- WHAT YOU WILL DO
The line containing "the beige building." marks where to begin; quote it and every line after it through the end of the data, exactly as written.

======== SUPPLIED DATA ========

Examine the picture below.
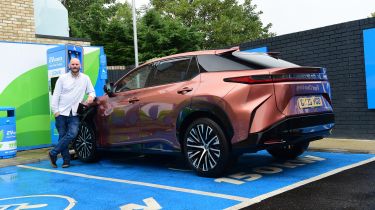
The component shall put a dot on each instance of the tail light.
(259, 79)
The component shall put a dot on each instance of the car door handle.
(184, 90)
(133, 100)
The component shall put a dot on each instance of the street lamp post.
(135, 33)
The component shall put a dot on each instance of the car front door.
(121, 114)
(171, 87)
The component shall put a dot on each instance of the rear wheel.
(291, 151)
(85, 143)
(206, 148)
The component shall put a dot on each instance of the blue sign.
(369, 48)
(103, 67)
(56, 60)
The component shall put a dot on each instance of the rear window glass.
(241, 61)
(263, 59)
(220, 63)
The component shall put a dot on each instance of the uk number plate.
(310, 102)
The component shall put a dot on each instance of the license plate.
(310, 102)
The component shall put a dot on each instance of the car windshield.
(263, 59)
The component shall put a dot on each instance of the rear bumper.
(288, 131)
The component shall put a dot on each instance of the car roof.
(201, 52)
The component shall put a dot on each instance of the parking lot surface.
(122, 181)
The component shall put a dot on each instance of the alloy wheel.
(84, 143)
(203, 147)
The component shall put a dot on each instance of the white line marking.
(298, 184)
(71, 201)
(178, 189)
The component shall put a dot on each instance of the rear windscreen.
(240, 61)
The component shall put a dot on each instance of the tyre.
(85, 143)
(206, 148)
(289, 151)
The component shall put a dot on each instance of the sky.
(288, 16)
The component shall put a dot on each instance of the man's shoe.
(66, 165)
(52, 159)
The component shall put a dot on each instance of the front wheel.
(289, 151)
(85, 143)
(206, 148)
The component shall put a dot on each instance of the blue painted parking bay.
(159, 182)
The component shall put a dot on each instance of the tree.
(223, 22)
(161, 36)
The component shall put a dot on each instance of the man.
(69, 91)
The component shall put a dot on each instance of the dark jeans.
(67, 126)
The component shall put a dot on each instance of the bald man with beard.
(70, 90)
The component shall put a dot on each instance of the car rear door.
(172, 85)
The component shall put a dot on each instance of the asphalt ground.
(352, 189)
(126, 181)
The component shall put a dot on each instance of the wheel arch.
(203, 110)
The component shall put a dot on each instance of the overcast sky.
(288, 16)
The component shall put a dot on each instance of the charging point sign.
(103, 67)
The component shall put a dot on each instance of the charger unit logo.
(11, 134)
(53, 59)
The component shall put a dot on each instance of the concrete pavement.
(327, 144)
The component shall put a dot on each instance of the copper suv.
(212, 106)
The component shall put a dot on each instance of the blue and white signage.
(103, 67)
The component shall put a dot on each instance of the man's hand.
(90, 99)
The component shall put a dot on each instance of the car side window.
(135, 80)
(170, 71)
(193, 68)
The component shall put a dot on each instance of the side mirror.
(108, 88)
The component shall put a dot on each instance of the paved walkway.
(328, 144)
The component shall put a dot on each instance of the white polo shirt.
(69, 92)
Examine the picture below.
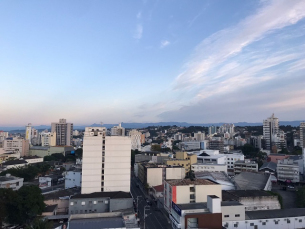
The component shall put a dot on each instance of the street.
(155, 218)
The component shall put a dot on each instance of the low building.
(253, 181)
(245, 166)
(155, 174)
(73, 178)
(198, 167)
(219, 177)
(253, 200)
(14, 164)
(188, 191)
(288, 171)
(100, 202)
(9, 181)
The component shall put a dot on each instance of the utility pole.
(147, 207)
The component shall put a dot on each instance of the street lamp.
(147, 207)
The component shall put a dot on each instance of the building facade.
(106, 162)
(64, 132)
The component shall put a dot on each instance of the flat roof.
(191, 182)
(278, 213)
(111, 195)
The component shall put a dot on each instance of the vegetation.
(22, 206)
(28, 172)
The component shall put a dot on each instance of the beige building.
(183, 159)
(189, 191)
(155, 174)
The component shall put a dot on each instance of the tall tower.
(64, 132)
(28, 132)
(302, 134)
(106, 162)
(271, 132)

========

- SOLVED PROBLEM
The component shall put a dot on each instance of the beige building.
(183, 159)
(189, 191)
(155, 174)
The component shall put a dot on each instance of the tall tower.
(64, 132)
(28, 132)
(302, 134)
(106, 162)
(271, 132)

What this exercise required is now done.